"""

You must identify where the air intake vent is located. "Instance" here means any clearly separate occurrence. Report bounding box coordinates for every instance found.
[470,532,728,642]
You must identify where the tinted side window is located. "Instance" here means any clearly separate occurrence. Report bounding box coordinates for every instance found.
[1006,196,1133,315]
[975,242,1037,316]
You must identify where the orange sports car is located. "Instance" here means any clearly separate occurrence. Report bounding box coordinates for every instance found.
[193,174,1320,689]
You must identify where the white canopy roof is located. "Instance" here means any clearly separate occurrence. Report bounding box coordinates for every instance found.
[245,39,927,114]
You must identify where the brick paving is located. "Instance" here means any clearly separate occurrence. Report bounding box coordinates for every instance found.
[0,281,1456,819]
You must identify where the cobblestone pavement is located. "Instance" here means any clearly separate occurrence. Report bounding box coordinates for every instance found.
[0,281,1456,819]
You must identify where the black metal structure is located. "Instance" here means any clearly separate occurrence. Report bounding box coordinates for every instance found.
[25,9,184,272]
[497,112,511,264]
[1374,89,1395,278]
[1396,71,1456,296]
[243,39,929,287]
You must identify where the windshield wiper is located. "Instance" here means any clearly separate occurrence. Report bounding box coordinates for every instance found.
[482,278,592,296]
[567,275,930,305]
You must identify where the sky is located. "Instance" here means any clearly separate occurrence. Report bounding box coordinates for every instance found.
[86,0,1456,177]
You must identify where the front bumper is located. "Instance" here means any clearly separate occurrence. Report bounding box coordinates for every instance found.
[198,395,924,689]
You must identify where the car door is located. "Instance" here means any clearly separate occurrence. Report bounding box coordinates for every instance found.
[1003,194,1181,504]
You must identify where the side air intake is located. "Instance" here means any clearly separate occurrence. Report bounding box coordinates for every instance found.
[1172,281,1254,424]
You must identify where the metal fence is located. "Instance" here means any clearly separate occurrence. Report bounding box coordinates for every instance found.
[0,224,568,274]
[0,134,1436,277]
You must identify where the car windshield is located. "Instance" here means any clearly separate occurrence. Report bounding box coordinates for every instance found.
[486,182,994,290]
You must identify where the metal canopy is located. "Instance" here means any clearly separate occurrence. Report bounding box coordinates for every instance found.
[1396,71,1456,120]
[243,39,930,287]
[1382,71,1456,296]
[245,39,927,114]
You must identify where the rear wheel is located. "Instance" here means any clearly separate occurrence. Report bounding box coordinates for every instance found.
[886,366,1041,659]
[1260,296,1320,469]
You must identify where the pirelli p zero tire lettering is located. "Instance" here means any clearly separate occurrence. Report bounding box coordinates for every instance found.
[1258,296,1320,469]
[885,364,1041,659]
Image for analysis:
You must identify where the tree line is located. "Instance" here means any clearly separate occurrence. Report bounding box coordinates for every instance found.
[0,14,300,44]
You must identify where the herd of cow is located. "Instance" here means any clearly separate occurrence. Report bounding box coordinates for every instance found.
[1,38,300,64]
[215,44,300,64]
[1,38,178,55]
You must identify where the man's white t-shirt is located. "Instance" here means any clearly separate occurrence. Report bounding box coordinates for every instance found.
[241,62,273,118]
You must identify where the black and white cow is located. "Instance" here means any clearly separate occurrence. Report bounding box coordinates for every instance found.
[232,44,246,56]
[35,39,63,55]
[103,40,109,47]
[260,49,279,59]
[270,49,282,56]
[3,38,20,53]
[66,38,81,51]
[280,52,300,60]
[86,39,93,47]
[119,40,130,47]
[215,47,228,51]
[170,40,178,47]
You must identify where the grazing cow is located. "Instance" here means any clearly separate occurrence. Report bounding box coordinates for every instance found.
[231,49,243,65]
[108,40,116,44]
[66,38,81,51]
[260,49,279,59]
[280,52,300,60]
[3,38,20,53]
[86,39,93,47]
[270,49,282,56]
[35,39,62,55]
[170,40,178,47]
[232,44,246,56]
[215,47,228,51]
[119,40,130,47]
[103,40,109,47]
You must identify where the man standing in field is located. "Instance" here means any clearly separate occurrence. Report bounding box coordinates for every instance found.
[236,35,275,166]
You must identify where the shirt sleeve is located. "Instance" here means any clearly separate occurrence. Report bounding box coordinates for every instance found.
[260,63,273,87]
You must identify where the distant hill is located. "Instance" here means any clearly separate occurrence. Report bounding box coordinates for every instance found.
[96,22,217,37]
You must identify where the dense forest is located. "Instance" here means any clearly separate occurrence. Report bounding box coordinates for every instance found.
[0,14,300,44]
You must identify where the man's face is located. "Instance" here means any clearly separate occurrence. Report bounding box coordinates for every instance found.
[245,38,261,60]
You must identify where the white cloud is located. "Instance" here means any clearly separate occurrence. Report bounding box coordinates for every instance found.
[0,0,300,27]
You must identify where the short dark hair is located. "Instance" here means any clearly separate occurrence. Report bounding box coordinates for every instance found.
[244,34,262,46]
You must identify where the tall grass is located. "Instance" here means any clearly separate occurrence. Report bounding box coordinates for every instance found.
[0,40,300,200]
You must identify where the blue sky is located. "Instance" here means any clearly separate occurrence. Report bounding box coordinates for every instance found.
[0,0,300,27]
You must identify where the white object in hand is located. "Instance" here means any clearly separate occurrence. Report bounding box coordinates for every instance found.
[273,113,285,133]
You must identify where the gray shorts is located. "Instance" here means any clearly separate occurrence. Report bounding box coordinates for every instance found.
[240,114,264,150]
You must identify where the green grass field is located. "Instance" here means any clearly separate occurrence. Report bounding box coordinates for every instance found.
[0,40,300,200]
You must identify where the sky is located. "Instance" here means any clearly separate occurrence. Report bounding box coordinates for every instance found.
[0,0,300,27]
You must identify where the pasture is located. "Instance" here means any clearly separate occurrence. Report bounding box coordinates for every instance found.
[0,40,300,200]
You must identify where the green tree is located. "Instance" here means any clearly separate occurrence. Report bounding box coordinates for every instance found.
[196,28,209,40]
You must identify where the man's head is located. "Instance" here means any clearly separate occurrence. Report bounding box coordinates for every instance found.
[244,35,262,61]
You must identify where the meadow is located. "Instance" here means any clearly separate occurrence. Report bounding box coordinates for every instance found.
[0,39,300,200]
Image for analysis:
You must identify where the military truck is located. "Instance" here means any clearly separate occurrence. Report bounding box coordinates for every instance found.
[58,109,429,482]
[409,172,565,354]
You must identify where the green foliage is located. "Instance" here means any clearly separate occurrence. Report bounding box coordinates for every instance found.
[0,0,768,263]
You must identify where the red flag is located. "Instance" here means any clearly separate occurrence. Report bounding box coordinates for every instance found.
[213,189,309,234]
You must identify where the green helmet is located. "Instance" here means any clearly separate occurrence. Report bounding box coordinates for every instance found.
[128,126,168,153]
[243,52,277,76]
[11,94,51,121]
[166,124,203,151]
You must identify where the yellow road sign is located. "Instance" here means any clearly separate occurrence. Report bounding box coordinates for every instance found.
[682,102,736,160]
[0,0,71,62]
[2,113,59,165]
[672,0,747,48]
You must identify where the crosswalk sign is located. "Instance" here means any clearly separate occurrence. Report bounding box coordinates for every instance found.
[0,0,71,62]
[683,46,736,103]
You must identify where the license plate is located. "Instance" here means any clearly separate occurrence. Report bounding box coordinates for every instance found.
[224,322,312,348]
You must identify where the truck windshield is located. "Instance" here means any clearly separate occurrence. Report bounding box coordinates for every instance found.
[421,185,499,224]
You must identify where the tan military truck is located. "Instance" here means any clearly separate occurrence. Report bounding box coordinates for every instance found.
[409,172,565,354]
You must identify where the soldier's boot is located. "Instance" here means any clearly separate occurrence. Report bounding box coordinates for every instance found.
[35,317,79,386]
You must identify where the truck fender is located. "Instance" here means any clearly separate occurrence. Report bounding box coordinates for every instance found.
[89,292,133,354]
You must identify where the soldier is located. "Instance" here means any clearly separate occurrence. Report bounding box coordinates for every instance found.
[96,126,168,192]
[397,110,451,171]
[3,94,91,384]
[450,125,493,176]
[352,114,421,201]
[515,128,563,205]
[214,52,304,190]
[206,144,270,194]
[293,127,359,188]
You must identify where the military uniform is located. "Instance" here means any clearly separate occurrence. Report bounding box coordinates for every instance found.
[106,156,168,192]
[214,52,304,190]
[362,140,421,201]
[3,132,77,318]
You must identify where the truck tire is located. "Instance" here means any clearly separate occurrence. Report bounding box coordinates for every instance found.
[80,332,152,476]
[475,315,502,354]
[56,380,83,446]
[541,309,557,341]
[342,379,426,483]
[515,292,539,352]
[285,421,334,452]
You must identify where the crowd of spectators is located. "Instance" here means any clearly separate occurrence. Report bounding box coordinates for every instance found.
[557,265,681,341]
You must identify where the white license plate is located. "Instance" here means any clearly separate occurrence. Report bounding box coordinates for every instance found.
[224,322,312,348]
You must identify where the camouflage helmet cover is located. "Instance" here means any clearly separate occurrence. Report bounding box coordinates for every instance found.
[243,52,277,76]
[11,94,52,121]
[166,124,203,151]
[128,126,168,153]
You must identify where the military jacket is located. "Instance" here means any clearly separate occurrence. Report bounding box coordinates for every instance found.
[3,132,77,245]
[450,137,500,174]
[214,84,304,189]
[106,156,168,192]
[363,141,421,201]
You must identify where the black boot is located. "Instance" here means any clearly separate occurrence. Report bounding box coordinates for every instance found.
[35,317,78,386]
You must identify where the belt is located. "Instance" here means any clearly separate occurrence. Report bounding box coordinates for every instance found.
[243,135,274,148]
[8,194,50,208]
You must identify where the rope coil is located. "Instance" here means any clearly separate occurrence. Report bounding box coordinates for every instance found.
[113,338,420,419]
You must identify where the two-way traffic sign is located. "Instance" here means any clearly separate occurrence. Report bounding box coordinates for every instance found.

"""

- [Problem to solve]
Give the lines from the line containing "You must identify where the car door" up to and including the line containing "[1003,194,1181,504]" as a JSON list of strings, one string per line, omitting blank lines.

- [Exercise result]
[
  "You must identify where the car door is located. \"Instance\" here means any clearly separate occurrence. Report bounding box coordinates for every instance found.",
  "[1003,194,1181,504]"
]